● Action item
Copy out the data in full and exactly, passing over the pictures.

----------------

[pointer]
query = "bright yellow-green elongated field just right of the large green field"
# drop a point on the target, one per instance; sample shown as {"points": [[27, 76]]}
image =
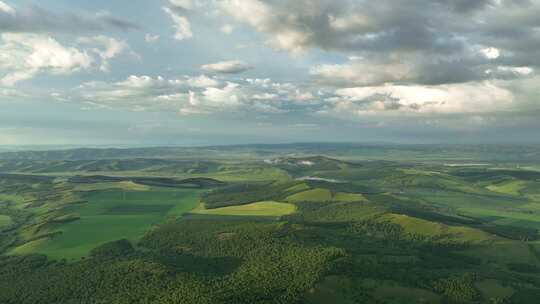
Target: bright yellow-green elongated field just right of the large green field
{"points": [[275, 209]]}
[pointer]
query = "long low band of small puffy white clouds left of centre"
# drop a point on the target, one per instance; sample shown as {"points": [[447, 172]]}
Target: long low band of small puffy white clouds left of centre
{"points": [[195, 95]]}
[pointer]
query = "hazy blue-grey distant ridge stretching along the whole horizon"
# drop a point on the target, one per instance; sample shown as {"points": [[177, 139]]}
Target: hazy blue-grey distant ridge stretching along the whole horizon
{"points": [[515, 153]]}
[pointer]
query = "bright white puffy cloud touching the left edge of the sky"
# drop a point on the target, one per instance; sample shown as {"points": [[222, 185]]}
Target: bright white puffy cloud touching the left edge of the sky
{"points": [[24, 56]]}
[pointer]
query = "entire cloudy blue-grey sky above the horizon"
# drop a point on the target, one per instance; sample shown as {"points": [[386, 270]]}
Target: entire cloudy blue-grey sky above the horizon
{"points": [[208, 72]]}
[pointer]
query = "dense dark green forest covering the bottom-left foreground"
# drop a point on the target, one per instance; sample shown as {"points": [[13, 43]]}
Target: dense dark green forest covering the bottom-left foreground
{"points": [[183, 262]]}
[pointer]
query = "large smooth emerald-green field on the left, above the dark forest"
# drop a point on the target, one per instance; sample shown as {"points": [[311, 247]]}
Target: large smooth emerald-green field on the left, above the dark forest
{"points": [[111, 215]]}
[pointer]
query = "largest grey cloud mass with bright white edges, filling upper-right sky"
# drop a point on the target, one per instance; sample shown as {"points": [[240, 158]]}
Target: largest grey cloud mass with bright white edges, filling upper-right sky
{"points": [[417, 41]]}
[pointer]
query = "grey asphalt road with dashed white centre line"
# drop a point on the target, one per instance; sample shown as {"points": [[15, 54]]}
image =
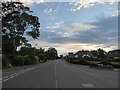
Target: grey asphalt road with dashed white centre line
{"points": [[61, 74]]}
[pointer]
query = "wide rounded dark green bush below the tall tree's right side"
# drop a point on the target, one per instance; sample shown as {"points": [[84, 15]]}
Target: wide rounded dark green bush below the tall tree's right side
{"points": [[18, 60]]}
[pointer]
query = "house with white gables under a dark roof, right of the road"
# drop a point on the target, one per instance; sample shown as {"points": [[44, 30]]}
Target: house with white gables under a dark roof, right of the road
{"points": [[84, 53]]}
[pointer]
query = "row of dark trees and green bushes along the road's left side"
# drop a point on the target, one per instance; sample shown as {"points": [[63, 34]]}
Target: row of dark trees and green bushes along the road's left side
{"points": [[28, 56]]}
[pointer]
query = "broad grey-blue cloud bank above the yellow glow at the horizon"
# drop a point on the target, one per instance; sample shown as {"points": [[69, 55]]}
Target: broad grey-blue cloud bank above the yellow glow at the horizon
{"points": [[102, 31]]}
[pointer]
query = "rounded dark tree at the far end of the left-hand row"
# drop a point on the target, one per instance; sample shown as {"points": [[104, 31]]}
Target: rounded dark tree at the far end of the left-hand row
{"points": [[51, 53]]}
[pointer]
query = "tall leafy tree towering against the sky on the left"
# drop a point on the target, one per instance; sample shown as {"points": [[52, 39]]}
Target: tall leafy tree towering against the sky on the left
{"points": [[17, 22]]}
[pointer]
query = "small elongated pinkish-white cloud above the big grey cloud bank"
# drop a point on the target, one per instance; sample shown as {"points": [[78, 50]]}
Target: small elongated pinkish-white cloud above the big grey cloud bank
{"points": [[70, 27]]}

----------------

● Expected output
[pointer]
query = "bright yellow-green elongated field just right of the large green field"
# drop a point on the target, one per instance; sample shown as {"points": [[27, 76]]}
image =
Target: bright yellow-green elongated field just right of the large green field
{"points": [[275, 209]]}
[pointer]
query = "long low band of small puffy white clouds left of centre"
# drop a point on the target, one per instance; sample shown as {"points": [[447, 172]]}
Target: long low band of small puffy white clouds left of centre
{"points": [[195, 95]]}
[pointer]
query = "hazy blue-grey distant ridge stretching along the whole horizon"
# drop a point on the target, one per instance; sample shown as {"points": [[177, 139]]}
Target: hazy blue-grey distant ridge stretching along the whole horizon
{"points": [[515, 153]]}
[pointer]
query = "bright white puffy cloud touching the left edge of the sky"
# drop a point on the target, one per instance; sample shown as {"points": [[222, 185]]}
Target: bright white puffy cloud touching the left edge of the sky
{"points": [[24, 56]]}
[pointer]
query = "entire cloudy blue-grey sky above the horizon"
# drop a point on the target, one per instance; sample shown as {"points": [[386, 270]]}
Target: entire cloudy blue-grey sky above the horizon
{"points": [[208, 72]]}
[pointer]
query = "dense dark green forest covering the bottom-left foreground"
# drop a point on the target, one per instance; sample shown as {"points": [[13, 43]]}
Target: dense dark green forest covering the bottom-left foreground
{"points": [[183, 262]]}
[pointer]
query = "large smooth emerald-green field on the left, above the dark forest"
# drop a point on the target, one per instance; sample shown as {"points": [[311, 247]]}
Target: large smooth emerald-green field on the left, above the dark forest
{"points": [[111, 215]]}
[pointer]
query = "largest grey cloud mass with bright white edges, filling upper-right sky"
# drop a point on the target, one per instance; sample shown as {"points": [[240, 158]]}
Target: largest grey cloud mass with bright white edges, filling upper-right sky
{"points": [[417, 41]]}
[pointer]
query = "grey asphalt road with dashed white centre line"
# drop a point on the target, one per instance; sample shown as {"points": [[15, 54]]}
image =
Target: grey asphalt road with dashed white centre line
{"points": [[61, 74]]}
[pointer]
query = "wide rounded dark green bush below the tall tree's right side"
# drop a point on the target, one per instance; sample shown as {"points": [[84, 15]]}
Target: wide rounded dark green bush below the tall tree's right side
{"points": [[18, 60]]}
[pointer]
query = "house with white gables under a dark roof, right of the road"
# drop a point on the target, one per instance; sample shown as {"points": [[44, 30]]}
Target: house with white gables under a dark roof, right of the road
{"points": [[84, 53]]}
[pointer]
query = "row of dark trees and green bushes along the road's left side"
# drop a point on the target, one per instance; sample shown as {"points": [[63, 34]]}
Target: row of dark trees and green bushes along the road's left side
{"points": [[28, 56]]}
[pointer]
query = "broad grey-blue cloud bank above the yellow glow at the horizon"
# drop a point on the target, one per instance; sample shown as {"points": [[69, 55]]}
Target: broad grey-blue cloud bank above the yellow glow at the horizon
{"points": [[102, 31]]}
[pointer]
query = "rounded dark tree at the far end of the left-hand row"
# drop a point on the target, one per instance; sample shown as {"points": [[104, 31]]}
Target: rounded dark tree at the far end of the left-hand row
{"points": [[51, 53]]}
[pointer]
query = "tall leafy tree towering against the sky on the left"
# drop a point on the target, one per instance; sample shown as {"points": [[52, 39]]}
Target: tall leafy tree towering against the sky on the left
{"points": [[17, 22]]}
[pointer]
query = "small elongated pinkish-white cloud above the big grey cloud bank"
# drop a point on the target, one per instance; sample shown as {"points": [[78, 50]]}
Target: small elongated pinkish-white cloud above the big grey cloud bank
{"points": [[70, 27]]}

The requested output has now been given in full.